Aufgaben bearbeiten:
1 – Über wen schrieb Bejun Mehta laut dem Interview mit ihm an der Universität von Yale eine Arbeit?
2 – Greifen Sie das Interview mit Bejun Mehta auf und führen Sie es nach seinem letzten Satz fort.

Interview zum Konzert | OVB online
Der Superlativ-Mann: Bejun Mehta über den Markt für Countertenöre und die Natürlichkeit des Gesangs
Wer von ihm spricht, redet in Superlativen. Bejun Mehta ist als Countertenor eine Klasse für sich – und der Solist mit der wohl ungewöhnlichsten Vorgeschichte. Der Amerikaner schrieb an der Universität von Yale eine Arbeit über Heinrich Heine, spielte Cello, arbeitete als Aufnahmeleiter und dirigiert mittlerweile auch. Am kommenden Mittwoch ist der 45-Jährige im Münchner Prinzregententheater zu erleben – mit höchstkarätiger Begleitung: Es spielt die Akademie für Alte Musik unter der Leitung von René Jacobs.
-Sie haben Deutsche Literatur studiert, leben seit einiger Zeit in Berlin…
…wobei München die passendere Stadt für mich wäre. Ich bin ja dauernd unterwegs. Und wenn ich daheim bin, will ich, dass alles perfekt ist. Berlin ist spannend, aber eine Stadt, die ein ständiger Work in Progress ist. Trotzdem war es die richtige Entscheidung, dort eine Wohnung zu haben. Es ist besser, da zu leben, wo man die meisten Freunde hat – gerade wenn man viel reist.
-Können Sie das Reisen noch genießen?
Ich gestehe, ich hab’ es satt. Man muss bedenken, dass ich schon mit 13 auf Tournee war, als Knabensopran. Seitdem bin ich mehr oder weniger immer unterwegs. Jetzt bin ich an einem Punkt, an dem ich meine Engagements und Projekte auswählen kann und an dem ich auch mal Nein sagen kann. Dafür habe ich hart gearbeitet, auch wenn zur Karriere auch Glück und Zufall gehören. Ich versuche jetzt, ein bisschen weniger zu machen und mehr zu Hause zu sein. Es tut mir gut. Okay, ich will verstärkt dirigieren. Das macht die Sache natürlich wieder schlimmer. (Lacht.)
-Ist es enger geworden auf dem Markt für Countertenöre? Es scheint, als ob alle halbe Jahre ein neuer Name auftaucht.
Die Branche wird größer, klar. Aber denken Sie daran, wie viele Soprane oder Baritone es gibt. Countertenöre werden noch immer als etwas anderes angesehen. Sie gelten als nicht so „echt“. Da vergleicht man sie erst recht untereinander. Ich sehne mich nach dem Tag, an dem wir alle einfach „da“ sind. Und an dem es nicht mehr heißt: Mehta steht da, Jaroussky dort, Cencic wieder anderswo.

Vorliegendes Material:
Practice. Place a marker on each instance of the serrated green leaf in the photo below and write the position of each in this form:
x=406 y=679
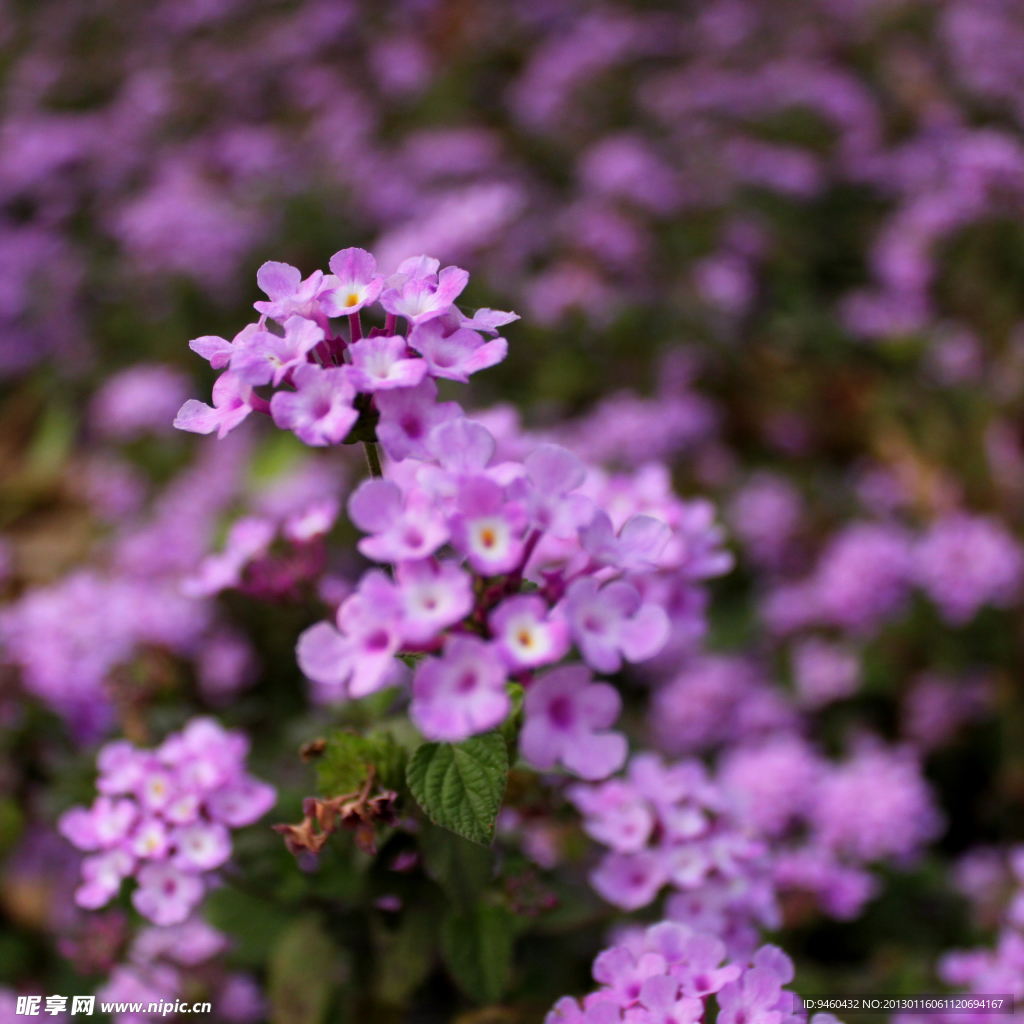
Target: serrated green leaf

Ergebnisse:
1 – Über Heinrich Heine.

2 –
-Gibt es immer noch ungeschriebene Repertoire-Grenzen? Ist das Publikum mittlerweile reif dafür, Mozarts Cherubino oder Sextus nicht von Mezzosopranen, sondern von Countertenören zu hören?
Die Frage ist nicht, ob das Publikum dies akzeptiert. Sondern: Ist es gut für das Stück?
Cherubino im „Figaro“ mit einem Counter zu besetzen, halte ich für völlig falsch. Das Entscheidende ist die Hosenrolle. Cherubino ist keine Frau, kein Junge mehr, aber auch noch kein Mann. Wenn er über eine erwachsene Sexualität verfügen würde, käme er niemals in die Garderobe der Gräfin. Dieses Dazwischensein kann von einem Mezzosopran besser gezeigt werden als von einem Countertenor.
-Ist Ihre neue CD mit Arien von Gluck und Mozart dennoch der Versuch, aus der Barock-Schublade herauszukommen?
Das ist eben unser Problem: Wir Countertenöre werden dauernd aufs Repertoire angesprochen. Juan Diego Florez, ein Tenor, den ich schätze und liebe, singt viel Belcanto, sein Repertoire ist eher klein. Andere singen ausschließlich Wagner. Jeder sollte sein Repertoire nach dem Typ seiner Stimme auswählen, das gilt für Counter wie für andere Sänger. Aber rechtfertigen müssen immer nur wir uns…
-Es fällt ja auf, dass die Karriere bei Countertenören nach ähnlichem Muster verläuft. Zunächst muss er Virtuose sein, dann erst darf er sich anderes erobern. Erst die Manege, dann die richtige Bühne.
Ich glaube, es hängt auch mit der Gesangstechnik zusammen. Die war in früheren Countertenor-Generationen eher schlecht. Und da sagten alle: „Das ist keine natürliche Stimme, die hält sowieso nur zehn Jahre. Macht also Spektakel, nach zehn Jahren suchen wir uns den nächsten aus.“ Wir gelten immer noch als eine neue Branche – obwohl die Realität völlig anders ist. Ich bin der lebende Beweis. Ich bin kein junges Küken mehr. Erst mit über vierzig erreicht meine Stimme nun ihre beste Phase – so wie es bei jeder anderen guten Stimme auch sein sollte.
-Was für ein Paradox: Es gibt seit Jahrzehnten einen Barock-Boom, und die Leute empfinden Sänger wie Sie immer noch nicht als „normal“…
Ich hoffe darauf, dass meine Stimme mit 60 noch gesund ist. Ich will mit meiner Karriere zeigen: Es ist eine normale Stimme, die man mit guter Technik – wie jeder andere Sänger – erhalten kann. Ich will mit 53 Händels Cäsar singen, einfach, weil dieser antike Held zur Zeit der Opernhandlung genau in diesem Alter war. Ein paar von uns müssen einfach nur alt werden und gut bleiben, dann denken die Leute anders.
-Anders als manche Counter-Kollegen decken Sie Ihre Stimme nicht und verfärben Sie nicht. Sie singen relativ offen und natürlich. Hängt das auch mit Ihrem Kampf um Normalität zusammen?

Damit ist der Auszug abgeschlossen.